= Assigned task =
Answer these questions using the passage on anomaly detection methods.
1. Who proposed COMPREX, and in what year?
2. How is the anomaly score of $\mathbf{x}$ defined in COMPREX?
3. Why is COMPREX limited to low dimensional data sets?

= Document passage =
The intuition of Eq. 4 is that $\mathbf{x}$ is more likely to be an anomaly if it has a few or none of the frequent itemsets, i.e., the lower the score, the more likely $\mathbf{x}$ is an anomaly.

2.5 Pattern Based Compression Technique (COMPREX)

Recently, Akoglu et al. (2012) proposed a pattern-based compression technique called COMPREX for anomaly detection in categorical data [7]. It builds a collection of dictionaries (code tables) $CT_1, CT_2,\cdots ,CT_k$ which are learnt from data using disjoint subsets of highly correlated features based on information gain. The anomaly score of $\mathbf{x}$ is defined as the cost of encoding $\mathbf{x}$ using the code tables.

$$\begin{aligned} s_{cmprx}(\mathbf{x}) = \sum _{F\in \mathcal{P}}\sum _{p \subseteq \pi _F(\mathbf{x})} L(code(p)|CT_F) \end{aligned}$$

(5)

where $\mathcal{P}=\{F_1,F_2,\cdots ,F_k\}$ is a set of disjoint partitions of the feature set, p is a pattern, $\pi _F(\mathbf{x})$ is a projection of $\mathbf{x}$ into feature subset F, code(p) is a code word corresponding to p and $L(\cdot )$ is the length of a code word.

The intuition is that the higher the cost of encoding $\mathbf{x}$, the more likely it is to be an anomaly. Even though it produces better detection accuracy than other categorical methods, it is limited to low dimensional data sets because of its high time complexity.

2.6 Simple Probabilistic Method (SPAD)

= Study material =
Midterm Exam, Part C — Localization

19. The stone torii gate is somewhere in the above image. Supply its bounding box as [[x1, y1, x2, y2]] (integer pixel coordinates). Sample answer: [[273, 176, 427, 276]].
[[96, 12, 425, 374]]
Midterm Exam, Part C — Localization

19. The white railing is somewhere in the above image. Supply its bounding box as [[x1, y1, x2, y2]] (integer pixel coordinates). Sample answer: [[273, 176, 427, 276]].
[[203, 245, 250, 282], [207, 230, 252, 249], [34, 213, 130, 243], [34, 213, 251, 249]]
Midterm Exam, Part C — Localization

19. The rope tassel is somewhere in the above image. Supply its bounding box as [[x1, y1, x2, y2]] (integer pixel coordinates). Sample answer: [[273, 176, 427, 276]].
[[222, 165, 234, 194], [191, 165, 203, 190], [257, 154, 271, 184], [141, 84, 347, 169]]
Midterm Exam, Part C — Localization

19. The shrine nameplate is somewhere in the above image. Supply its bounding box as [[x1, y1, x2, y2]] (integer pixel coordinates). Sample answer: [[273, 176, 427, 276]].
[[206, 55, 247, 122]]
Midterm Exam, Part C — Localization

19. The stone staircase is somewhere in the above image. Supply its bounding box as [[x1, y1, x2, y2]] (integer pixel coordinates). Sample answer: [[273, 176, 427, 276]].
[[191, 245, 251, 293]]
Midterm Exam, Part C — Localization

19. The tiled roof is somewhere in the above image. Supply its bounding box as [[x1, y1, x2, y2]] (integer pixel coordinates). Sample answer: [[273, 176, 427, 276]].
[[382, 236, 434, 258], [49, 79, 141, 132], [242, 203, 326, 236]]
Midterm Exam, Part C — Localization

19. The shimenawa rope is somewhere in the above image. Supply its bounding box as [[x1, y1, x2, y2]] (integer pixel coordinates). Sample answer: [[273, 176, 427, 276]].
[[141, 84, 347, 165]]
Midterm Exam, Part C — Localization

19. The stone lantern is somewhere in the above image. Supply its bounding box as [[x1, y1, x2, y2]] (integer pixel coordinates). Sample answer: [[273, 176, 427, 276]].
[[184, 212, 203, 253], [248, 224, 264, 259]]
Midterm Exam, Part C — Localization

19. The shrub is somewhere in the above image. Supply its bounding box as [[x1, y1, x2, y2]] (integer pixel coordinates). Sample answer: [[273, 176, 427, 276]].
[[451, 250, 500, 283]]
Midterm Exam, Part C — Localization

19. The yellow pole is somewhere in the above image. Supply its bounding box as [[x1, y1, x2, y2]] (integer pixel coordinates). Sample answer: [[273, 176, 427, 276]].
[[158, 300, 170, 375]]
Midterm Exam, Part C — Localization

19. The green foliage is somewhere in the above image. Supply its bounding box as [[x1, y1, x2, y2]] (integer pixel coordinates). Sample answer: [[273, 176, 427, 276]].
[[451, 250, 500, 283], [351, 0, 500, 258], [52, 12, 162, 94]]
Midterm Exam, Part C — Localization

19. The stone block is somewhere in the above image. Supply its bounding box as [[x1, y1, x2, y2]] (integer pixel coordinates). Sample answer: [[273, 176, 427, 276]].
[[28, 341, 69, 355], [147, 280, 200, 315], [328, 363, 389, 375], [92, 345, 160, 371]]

= Output of the task =
1. Akoglu et al., in 2012.
2. As the cost of encoding $\mathbf{x}$ using the code tables.
3. Because of its high time complexity.